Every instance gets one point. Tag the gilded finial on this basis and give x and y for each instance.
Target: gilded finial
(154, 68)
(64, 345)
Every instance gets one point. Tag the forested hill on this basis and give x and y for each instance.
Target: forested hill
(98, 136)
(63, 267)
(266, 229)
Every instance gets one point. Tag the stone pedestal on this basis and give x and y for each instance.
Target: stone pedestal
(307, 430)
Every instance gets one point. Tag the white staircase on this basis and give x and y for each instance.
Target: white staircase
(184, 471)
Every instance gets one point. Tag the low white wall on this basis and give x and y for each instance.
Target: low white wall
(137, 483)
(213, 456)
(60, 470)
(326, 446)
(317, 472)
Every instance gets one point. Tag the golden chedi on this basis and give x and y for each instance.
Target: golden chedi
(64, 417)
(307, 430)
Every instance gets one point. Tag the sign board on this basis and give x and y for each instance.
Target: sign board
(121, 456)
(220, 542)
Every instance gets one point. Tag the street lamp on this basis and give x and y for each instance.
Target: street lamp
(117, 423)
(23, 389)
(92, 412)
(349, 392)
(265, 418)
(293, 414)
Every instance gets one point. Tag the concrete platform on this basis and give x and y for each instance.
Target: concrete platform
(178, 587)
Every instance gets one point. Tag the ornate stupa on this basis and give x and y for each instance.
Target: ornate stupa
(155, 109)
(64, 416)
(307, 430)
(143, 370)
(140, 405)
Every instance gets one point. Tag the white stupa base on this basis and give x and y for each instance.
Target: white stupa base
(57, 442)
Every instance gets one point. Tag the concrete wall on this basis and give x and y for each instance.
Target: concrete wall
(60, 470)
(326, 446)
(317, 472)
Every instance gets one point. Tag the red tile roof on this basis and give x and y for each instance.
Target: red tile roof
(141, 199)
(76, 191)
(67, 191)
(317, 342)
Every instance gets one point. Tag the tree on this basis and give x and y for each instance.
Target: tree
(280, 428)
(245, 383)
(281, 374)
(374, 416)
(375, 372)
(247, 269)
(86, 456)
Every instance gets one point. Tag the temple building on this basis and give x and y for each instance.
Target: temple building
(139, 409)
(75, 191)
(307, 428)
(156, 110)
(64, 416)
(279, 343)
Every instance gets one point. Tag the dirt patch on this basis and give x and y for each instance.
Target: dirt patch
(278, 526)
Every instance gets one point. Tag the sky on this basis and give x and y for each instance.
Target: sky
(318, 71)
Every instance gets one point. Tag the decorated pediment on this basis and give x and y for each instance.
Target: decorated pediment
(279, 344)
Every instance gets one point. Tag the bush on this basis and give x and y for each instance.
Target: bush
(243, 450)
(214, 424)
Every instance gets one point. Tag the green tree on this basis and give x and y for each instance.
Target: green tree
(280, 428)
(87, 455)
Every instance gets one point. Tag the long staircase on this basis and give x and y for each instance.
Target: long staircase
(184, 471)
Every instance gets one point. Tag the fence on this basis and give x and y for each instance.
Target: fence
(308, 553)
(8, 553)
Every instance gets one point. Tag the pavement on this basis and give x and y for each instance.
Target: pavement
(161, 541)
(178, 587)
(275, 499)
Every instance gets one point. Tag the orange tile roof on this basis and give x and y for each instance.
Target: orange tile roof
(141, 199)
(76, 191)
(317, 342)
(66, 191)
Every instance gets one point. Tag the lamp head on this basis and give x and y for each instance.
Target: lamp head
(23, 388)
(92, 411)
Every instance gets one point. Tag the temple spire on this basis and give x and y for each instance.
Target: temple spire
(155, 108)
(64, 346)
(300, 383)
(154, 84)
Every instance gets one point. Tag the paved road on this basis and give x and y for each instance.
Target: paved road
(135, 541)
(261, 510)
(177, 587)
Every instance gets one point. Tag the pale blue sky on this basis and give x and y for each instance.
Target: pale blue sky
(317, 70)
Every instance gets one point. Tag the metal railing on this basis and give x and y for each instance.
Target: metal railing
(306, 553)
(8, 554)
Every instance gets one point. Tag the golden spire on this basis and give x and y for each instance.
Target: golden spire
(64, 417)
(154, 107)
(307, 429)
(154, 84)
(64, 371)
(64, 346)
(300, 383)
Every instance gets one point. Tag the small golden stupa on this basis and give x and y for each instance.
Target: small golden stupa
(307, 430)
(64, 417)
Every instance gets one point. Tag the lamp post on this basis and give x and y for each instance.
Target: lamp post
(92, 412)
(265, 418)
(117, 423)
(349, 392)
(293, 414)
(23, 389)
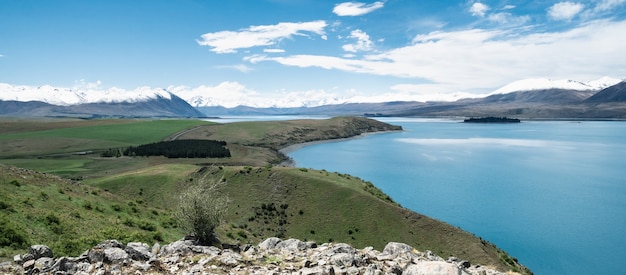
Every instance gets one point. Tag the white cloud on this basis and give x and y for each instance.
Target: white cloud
(606, 5)
(565, 10)
(265, 35)
(232, 94)
(478, 60)
(356, 8)
(479, 9)
(273, 50)
(363, 42)
(239, 67)
(505, 18)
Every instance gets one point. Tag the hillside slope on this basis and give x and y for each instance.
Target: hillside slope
(312, 205)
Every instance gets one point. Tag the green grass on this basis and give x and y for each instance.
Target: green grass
(306, 204)
(84, 137)
(69, 217)
(131, 199)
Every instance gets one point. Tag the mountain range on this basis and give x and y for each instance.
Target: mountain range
(604, 98)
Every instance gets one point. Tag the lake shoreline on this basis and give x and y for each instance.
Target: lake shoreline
(295, 147)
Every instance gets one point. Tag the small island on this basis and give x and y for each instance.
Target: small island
(492, 120)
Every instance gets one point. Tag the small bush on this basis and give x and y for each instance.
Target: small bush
(87, 205)
(116, 207)
(52, 219)
(201, 208)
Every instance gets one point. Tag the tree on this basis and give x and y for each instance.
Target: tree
(201, 209)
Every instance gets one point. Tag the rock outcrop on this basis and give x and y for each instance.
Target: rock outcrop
(272, 256)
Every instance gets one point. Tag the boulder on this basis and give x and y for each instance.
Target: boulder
(269, 243)
(115, 255)
(39, 251)
(432, 268)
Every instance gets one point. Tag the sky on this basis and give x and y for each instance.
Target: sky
(293, 52)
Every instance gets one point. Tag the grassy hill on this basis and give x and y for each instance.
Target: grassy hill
(71, 217)
(131, 199)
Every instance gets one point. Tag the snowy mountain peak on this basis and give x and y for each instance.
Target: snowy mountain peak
(66, 97)
(531, 84)
(603, 82)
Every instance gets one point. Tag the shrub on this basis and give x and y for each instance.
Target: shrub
(201, 208)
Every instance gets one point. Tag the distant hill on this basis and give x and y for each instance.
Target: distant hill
(615, 93)
(529, 99)
(156, 106)
(565, 100)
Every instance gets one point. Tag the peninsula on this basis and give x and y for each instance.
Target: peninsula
(491, 119)
(137, 196)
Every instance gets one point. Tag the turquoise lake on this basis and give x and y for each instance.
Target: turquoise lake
(551, 193)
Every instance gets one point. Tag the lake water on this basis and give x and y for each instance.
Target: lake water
(551, 193)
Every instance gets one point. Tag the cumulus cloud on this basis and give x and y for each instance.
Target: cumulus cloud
(232, 94)
(356, 8)
(479, 60)
(479, 9)
(606, 5)
(239, 67)
(273, 50)
(363, 42)
(565, 10)
(264, 35)
(505, 18)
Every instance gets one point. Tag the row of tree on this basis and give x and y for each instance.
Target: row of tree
(183, 148)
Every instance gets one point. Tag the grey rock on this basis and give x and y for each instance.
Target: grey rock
(432, 268)
(109, 244)
(138, 251)
(269, 243)
(394, 248)
(39, 251)
(115, 255)
(27, 257)
(95, 255)
(28, 264)
(181, 246)
(294, 257)
(292, 245)
(230, 258)
(44, 263)
(342, 259)
(343, 248)
(18, 259)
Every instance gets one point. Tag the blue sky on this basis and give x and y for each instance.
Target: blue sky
(285, 52)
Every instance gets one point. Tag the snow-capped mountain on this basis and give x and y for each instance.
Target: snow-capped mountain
(66, 97)
(85, 103)
(532, 84)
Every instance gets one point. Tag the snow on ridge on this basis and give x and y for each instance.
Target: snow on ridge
(65, 96)
(531, 84)
(603, 82)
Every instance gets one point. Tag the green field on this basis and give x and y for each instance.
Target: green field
(133, 198)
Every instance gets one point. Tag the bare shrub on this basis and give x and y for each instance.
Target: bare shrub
(201, 209)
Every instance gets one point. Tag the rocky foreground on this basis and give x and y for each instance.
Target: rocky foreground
(272, 256)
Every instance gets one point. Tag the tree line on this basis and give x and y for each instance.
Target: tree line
(184, 148)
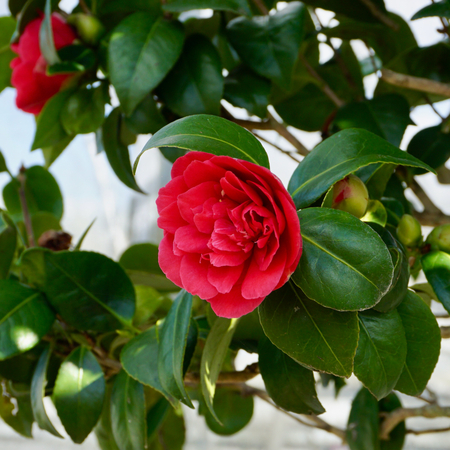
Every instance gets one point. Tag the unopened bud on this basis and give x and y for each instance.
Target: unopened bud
(439, 238)
(350, 195)
(409, 231)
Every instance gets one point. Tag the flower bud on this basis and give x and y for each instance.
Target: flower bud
(409, 231)
(89, 28)
(350, 195)
(439, 238)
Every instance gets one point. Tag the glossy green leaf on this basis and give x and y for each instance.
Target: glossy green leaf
(83, 112)
(246, 89)
(440, 9)
(386, 116)
(49, 129)
(141, 51)
(316, 337)
(209, 134)
(195, 84)
(345, 265)
(398, 434)
(41, 192)
(270, 44)
(431, 146)
(46, 41)
(15, 410)
(289, 384)
(146, 118)
(139, 359)
(102, 297)
(128, 413)
(24, 318)
(423, 338)
(233, 410)
(37, 393)
(362, 426)
(436, 266)
(213, 357)
(381, 351)
(116, 152)
(8, 244)
(172, 346)
(7, 26)
(79, 393)
(338, 156)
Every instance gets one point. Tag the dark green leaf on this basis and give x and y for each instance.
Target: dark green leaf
(423, 337)
(128, 413)
(436, 266)
(398, 434)
(431, 146)
(8, 244)
(213, 356)
(338, 156)
(290, 385)
(440, 9)
(37, 393)
(116, 152)
(233, 410)
(142, 49)
(49, 129)
(102, 297)
(7, 26)
(79, 393)
(16, 411)
(209, 134)
(146, 118)
(41, 192)
(195, 84)
(362, 427)
(345, 265)
(386, 116)
(316, 337)
(245, 89)
(83, 111)
(141, 264)
(381, 351)
(24, 318)
(172, 345)
(270, 44)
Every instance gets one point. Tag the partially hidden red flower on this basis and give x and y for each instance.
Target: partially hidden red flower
(34, 86)
(231, 231)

**Problem statement**
Please revise the rows in the stretch from the line containing "Every instance gets one point. Tag the tree line" through the end of the rows, swapping "Tag" for "Mark" and leaving everything else unchanged. Leave the pictures out of your answer.

**Full answer**
Every instance gets one point. Mark the tree line on this basis and give x and y for each instance.
Target: tree line
(184, 148)
Every instance gets one point. Mark the unopened bud on this basis and give x and y for each instance.
Target: unopened bud
(439, 238)
(350, 195)
(409, 231)
Every instance gets one point. Mark the flower bud on this basis and give x and y for each instance.
Target: flower bud
(409, 231)
(89, 28)
(350, 195)
(439, 238)
Every instance gets one point. Mark the glossy green leaf on this basis and give x and y for each instance.
Target: glossy green leaf
(83, 112)
(246, 89)
(440, 9)
(386, 116)
(49, 129)
(141, 51)
(316, 337)
(209, 134)
(195, 84)
(345, 265)
(398, 434)
(41, 192)
(270, 44)
(431, 146)
(46, 41)
(15, 410)
(289, 384)
(146, 118)
(139, 359)
(102, 297)
(128, 413)
(24, 318)
(423, 338)
(233, 410)
(37, 393)
(362, 426)
(436, 266)
(213, 357)
(381, 351)
(116, 152)
(8, 244)
(172, 346)
(7, 26)
(79, 393)
(338, 156)
Every instance gets one point. Mark the dark green leaf on this basis and give x and y for each instance.
Target: dark green leaf
(423, 337)
(128, 413)
(436, 266)
(398, 434)
(431, 146)
(8, 244)
(213, 356)
(338, 156)
(290, 385)
(440, 9)
(37, 393)
(116, 152)
(233, 410)
(142, 49)
(49, 129)
(102, 297)
(7, 26)
(79, 393)
(16, 411)
(209, 134)
(146, 118)
(41, 192)
(195, 84)
(362, 427)
(345, 265)
(386, 116)
(316, 337)
(245, 89)
(83, 111)
(141, 264)
(381, 351)
(24, 318)
(172, 345)
(270, 44)
Every instance gets one point. Mark the partially hidden red flower on this basis and give x and y for each instance.
Target: partially hidden red flower
(34, 86)
(231, 231)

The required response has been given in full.